◆ **ACTIVITY**: Every line with "stone" in it must be copied from the data.

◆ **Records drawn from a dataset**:

○ ○ ○ ○ ○

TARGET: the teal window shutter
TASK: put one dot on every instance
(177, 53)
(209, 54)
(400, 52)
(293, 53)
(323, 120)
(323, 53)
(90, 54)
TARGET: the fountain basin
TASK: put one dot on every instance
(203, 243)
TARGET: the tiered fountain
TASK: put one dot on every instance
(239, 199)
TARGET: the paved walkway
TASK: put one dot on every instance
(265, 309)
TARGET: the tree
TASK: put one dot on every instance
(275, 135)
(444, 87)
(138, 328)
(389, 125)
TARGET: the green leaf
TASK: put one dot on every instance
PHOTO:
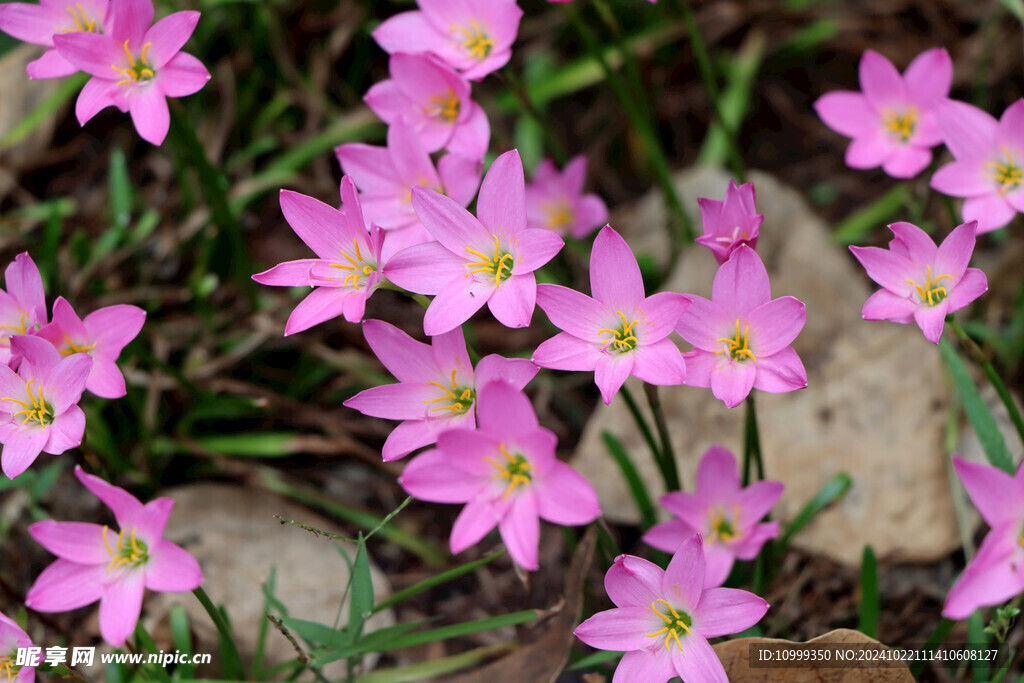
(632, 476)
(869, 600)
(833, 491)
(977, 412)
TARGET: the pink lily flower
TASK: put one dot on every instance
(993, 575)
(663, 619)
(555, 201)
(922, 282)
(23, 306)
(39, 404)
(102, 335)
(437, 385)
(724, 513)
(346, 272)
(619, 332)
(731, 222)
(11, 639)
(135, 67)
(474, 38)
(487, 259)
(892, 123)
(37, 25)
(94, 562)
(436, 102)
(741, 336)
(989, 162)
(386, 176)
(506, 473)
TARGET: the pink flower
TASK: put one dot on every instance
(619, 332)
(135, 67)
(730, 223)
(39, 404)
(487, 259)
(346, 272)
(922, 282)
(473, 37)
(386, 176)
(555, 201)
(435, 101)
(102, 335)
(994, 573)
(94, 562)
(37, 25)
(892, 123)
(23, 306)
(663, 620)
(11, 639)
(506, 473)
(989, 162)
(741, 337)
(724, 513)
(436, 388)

○ ○ ○ ○ ○

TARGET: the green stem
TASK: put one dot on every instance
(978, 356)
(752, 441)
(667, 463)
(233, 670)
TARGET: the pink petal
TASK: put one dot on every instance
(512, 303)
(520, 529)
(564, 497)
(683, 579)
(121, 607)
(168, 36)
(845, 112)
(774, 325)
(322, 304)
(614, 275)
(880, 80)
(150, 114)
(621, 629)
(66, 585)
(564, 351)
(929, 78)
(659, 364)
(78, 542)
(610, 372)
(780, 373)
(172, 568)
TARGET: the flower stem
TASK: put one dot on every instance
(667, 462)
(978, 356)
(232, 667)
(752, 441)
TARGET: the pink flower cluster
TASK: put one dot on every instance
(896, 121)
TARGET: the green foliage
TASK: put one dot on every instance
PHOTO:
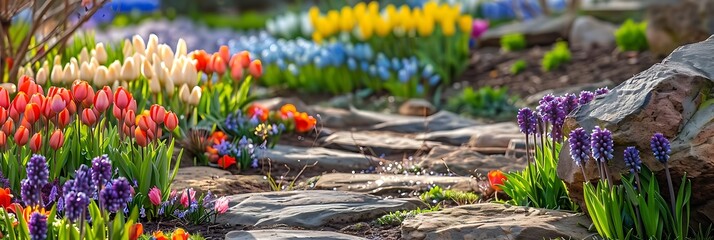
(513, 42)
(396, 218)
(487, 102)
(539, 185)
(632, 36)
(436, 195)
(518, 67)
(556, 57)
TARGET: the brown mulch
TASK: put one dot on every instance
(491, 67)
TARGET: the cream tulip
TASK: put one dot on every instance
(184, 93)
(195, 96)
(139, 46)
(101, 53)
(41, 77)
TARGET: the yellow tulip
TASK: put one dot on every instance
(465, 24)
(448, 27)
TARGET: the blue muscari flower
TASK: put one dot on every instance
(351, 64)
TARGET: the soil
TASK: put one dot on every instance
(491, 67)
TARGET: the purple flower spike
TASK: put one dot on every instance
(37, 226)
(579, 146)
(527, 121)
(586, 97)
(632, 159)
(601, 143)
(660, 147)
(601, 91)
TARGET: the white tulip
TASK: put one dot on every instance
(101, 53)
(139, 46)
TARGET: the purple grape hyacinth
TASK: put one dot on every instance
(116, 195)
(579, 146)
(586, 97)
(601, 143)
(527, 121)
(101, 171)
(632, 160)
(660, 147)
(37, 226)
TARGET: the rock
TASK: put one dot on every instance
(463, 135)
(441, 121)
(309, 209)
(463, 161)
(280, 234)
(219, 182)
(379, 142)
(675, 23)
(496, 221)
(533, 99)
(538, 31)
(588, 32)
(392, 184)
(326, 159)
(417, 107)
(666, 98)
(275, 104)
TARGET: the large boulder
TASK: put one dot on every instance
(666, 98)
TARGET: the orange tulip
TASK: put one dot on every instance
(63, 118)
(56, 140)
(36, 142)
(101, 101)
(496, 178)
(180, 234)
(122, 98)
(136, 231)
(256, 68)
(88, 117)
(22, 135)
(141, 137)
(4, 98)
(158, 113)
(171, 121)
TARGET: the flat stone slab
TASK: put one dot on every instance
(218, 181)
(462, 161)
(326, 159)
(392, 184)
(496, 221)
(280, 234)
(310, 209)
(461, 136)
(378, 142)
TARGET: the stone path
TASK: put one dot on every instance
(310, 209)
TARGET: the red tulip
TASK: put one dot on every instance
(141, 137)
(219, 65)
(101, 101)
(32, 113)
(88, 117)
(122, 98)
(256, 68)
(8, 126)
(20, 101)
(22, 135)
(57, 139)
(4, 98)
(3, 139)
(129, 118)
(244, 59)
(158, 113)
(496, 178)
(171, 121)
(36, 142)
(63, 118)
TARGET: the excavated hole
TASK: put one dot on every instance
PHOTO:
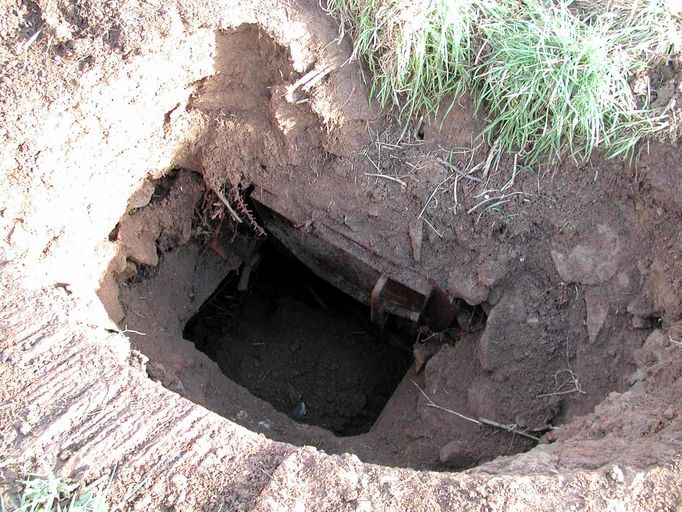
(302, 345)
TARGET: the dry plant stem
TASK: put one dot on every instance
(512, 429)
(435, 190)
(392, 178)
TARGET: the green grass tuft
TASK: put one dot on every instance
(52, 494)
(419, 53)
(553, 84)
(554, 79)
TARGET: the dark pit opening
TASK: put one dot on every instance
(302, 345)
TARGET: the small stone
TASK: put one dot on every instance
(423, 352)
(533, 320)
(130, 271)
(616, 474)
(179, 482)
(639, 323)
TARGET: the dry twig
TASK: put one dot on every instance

○ ○ ○ ○ ○

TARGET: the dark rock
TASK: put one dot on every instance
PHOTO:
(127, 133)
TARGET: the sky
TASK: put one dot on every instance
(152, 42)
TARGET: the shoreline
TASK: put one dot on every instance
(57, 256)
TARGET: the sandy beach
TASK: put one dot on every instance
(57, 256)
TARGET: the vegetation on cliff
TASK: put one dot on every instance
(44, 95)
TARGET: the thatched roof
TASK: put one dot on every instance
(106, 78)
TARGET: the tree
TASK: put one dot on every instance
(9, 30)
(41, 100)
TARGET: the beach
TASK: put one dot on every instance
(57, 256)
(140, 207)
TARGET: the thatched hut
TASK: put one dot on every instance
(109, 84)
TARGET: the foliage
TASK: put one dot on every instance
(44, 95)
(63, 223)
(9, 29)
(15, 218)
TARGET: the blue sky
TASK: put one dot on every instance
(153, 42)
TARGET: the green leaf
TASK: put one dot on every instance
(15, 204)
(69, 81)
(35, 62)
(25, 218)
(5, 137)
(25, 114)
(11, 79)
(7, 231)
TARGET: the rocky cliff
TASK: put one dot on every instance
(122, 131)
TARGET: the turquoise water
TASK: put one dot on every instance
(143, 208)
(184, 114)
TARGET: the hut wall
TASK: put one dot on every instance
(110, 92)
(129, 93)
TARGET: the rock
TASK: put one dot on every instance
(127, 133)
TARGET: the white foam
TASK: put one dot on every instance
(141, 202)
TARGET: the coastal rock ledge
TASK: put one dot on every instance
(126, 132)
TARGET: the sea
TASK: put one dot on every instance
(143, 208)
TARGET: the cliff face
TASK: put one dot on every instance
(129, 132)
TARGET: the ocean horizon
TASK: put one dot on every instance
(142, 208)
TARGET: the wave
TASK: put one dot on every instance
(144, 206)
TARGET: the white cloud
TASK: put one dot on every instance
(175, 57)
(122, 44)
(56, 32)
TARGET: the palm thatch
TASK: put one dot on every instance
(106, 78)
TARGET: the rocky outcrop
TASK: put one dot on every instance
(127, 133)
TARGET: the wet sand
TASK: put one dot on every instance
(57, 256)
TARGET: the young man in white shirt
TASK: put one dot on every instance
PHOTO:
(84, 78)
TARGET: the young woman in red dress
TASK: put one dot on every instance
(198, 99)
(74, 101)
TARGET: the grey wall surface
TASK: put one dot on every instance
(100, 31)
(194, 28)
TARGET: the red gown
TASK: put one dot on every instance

○ ○ ○ ○ ○

◆ **ANSWER FOR THE TASK**:
TARGET: the flat stone slab
TARGET: the stone path
TARGET: the small stone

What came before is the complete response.